> [Recorded information]:
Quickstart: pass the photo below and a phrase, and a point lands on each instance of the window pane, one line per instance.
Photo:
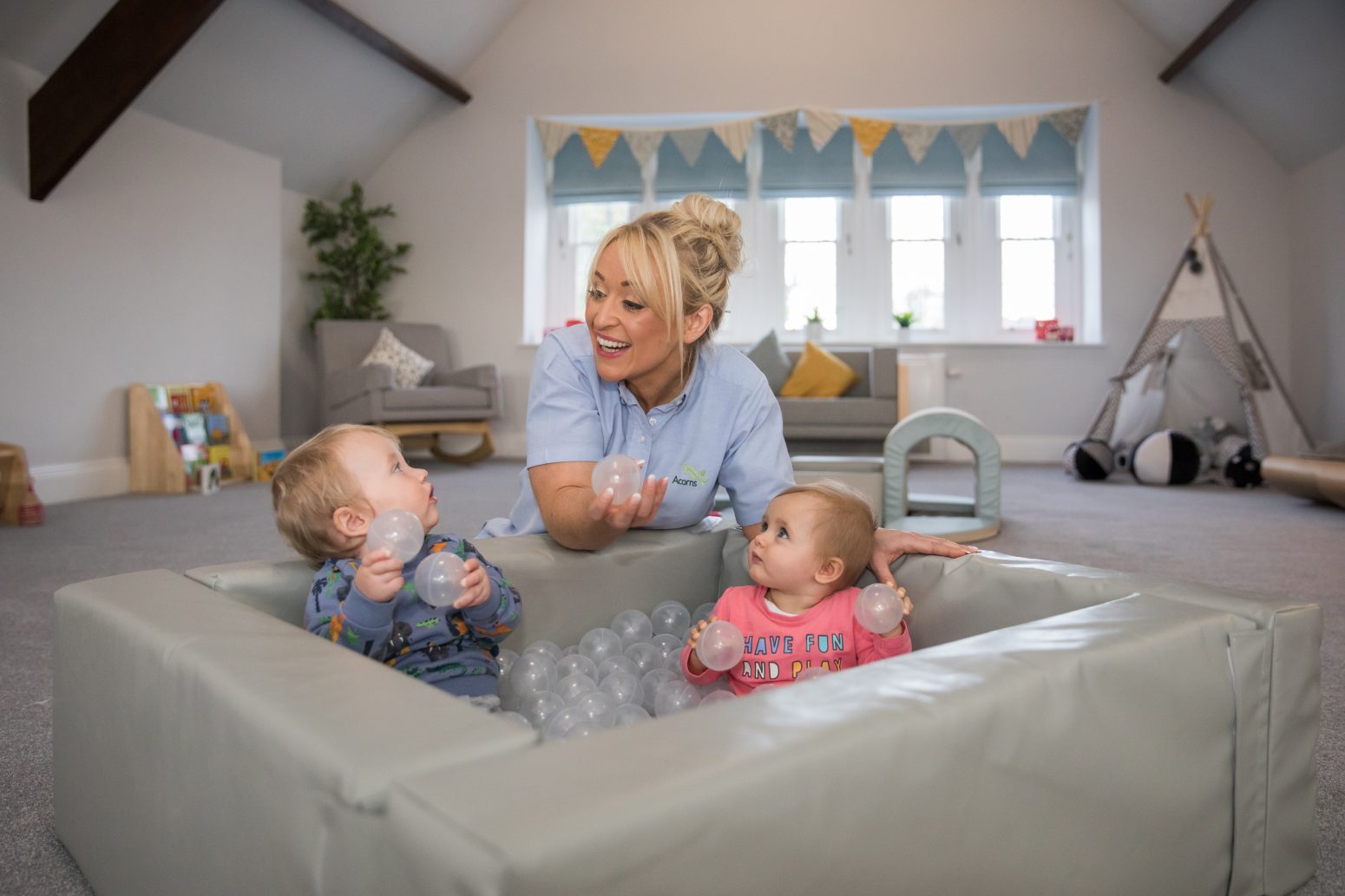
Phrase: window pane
(810, 219)
(810, 281)
(1027, 219)
(917, 281)
(917, 219)
(1027, 281)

> [Aim of the task]: A verbatim copy of the entries, stripped of pictures, should be produced.

> [Solution]:
Quickstart: pass the photo below and a phrase, and a point lands on each instance of the window pane, one line per instance.
Photo:
Phrase: window pane
(810, 219)
(810, 281)
(1027, 219)
(917, 281)
(917, 219)
(1027, 281)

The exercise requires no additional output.